==== Data excerpts

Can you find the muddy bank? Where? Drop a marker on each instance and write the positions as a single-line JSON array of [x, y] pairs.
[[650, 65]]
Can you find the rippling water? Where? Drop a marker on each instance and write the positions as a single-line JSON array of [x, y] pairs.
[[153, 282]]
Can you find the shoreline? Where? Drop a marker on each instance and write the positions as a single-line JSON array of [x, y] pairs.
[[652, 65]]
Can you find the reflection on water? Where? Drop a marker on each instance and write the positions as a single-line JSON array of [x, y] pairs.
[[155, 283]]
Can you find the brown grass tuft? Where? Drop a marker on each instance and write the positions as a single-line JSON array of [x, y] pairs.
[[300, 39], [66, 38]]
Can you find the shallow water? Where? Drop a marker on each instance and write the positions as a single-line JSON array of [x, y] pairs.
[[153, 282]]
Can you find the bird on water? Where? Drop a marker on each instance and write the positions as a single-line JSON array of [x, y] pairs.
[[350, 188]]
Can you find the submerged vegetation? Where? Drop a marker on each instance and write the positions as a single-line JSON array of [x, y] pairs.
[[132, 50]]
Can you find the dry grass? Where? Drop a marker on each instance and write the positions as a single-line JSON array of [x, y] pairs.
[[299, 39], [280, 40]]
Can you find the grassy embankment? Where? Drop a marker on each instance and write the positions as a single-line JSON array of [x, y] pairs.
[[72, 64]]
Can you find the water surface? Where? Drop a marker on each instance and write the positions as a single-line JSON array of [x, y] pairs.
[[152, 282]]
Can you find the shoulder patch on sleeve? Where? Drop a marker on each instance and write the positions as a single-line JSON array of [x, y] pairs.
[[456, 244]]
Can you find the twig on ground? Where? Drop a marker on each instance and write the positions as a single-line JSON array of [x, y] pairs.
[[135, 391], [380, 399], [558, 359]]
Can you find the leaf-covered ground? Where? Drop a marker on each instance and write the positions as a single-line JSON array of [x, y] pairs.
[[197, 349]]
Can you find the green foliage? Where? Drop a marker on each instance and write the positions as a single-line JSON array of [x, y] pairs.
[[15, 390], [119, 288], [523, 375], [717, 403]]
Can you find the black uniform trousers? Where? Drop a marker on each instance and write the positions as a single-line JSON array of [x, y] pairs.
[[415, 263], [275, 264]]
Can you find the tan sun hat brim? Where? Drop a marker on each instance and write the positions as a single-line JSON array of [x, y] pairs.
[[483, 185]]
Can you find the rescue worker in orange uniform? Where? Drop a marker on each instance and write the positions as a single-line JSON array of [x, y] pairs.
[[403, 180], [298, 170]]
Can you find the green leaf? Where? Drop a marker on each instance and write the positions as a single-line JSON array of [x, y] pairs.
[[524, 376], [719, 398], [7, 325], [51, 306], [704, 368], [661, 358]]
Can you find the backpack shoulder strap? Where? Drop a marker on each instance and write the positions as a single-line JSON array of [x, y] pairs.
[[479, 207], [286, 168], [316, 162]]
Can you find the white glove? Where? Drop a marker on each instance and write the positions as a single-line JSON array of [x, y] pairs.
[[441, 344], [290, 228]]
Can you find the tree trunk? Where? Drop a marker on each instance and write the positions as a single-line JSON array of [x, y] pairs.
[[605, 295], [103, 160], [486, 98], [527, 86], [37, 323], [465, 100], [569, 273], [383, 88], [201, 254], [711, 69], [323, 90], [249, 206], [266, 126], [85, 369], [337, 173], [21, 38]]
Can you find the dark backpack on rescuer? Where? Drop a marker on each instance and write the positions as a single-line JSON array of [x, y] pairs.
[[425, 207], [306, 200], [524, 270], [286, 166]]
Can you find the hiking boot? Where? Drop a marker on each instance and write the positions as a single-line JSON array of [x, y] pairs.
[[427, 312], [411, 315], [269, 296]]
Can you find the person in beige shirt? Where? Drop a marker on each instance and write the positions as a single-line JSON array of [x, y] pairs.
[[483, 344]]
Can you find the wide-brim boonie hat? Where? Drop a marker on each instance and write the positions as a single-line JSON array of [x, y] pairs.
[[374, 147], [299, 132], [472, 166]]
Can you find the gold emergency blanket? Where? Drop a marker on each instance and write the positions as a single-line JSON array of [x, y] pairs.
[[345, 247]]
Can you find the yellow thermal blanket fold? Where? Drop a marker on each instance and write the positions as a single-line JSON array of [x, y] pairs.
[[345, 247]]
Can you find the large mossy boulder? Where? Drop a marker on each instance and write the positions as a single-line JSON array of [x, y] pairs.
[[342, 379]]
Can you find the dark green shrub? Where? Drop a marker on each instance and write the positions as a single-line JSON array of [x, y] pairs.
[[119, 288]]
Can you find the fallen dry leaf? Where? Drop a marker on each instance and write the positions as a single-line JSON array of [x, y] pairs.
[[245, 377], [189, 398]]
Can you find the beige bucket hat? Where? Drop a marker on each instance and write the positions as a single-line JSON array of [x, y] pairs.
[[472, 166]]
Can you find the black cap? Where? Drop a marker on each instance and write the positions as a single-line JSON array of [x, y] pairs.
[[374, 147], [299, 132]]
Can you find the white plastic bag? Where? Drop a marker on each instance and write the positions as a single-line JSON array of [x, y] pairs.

========

* _Task_: Rewrite the lines of the listing from the one that contains "Can you find the person" through the one that contains "[[374, 147], [299, 132], [472, 166]]", and give only those lines. Keep the requests unchanged, and multiply every coordinate in the answers by 1.55, rounding each to a whole number with halves going up.

* _Worked solution_:
Can you find the person in beige shirt? Where? Drop a marker on each instance and write the positions as a single-line JSON array of [x, y] pairs.
[[749, 533]]
Can you find the wide-brim boonie hat? Where? Drop a marker on each instance and write the positions as a single-line JSON array of [x, y] pairs.
[[580, 228], [463, 205], [732, 257]]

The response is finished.